PROBLEM ::
This exercise calls for every record to be set down again, exactly and in full.

[Items listed in a dataset]
____________________

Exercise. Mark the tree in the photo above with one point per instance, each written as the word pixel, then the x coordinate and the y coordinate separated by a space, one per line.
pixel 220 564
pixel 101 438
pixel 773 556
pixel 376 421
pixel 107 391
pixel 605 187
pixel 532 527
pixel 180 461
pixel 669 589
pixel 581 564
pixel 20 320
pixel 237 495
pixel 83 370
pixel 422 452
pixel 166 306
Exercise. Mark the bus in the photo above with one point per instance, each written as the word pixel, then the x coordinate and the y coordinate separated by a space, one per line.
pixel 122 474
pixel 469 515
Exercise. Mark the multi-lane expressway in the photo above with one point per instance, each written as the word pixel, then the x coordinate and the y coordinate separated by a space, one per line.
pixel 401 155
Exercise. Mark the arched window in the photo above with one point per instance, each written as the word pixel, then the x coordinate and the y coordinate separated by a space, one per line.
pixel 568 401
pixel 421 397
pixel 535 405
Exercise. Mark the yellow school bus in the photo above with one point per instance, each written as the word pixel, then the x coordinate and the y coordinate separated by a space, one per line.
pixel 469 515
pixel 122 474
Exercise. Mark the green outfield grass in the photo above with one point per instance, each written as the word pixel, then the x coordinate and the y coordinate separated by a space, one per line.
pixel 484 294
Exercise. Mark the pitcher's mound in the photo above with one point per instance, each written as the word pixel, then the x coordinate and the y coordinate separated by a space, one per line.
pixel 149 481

____________________

REPLY ::
Exercise. Mark the tree in the photo above with one point per instance, each written as the word pixel, then the x coordinate and the y coordinate separated by a space, one per line.
pixel 220 564
pixel 101 438
pixel 773 556
pixel 376 421
pixel 107 391
pixel 605 187
pixel 532 527
pixel 180 461
pixel 669 589
pixel 581 564
pixel 20 320
pixel 237 495
pixel 83 370
pixel 422 452
pixel 166 306
Exercise. Mark the bus in the photo above with one point per instance, each written as the word pixel, then the x coordinate and the y coordinate separated by a space, one per line.
pixel 122 474
pixel 469 515
Exercise. Mark the multi-lane expressway in the photo above with one point per instance, each written as the word pixel, then the x coordinate and the y coordinate separated by a space, one per line.
pixel 401 155
Exercise. Mark the arched window in the photo above with one point per instance, each written as the word pixel, then the x coordinate and the y coordinate separated by a space, one per line.
pixel 568 401
pixel 421 397
pixel 535 405
Exercise. Mark the yellow school bus in the photo above with one point per instance, each written as the word pixel, then the x coordinate and the y coordinate separated by a space, one per line.
pixel 469 515
pixel 122 474
Exercise. Mark the green outfield grass in the photo above with one point per instance, each written as the word pixel, then the x coordinate and the y coordinate separated by a space, one per line.
pixel 484 294
Exercise. Mark the pitcher's mound in the photo above with one point per instance, each written as the word pixel, then the x coordinate and the y coordinate separated by a space, one per line.
pixel 149 481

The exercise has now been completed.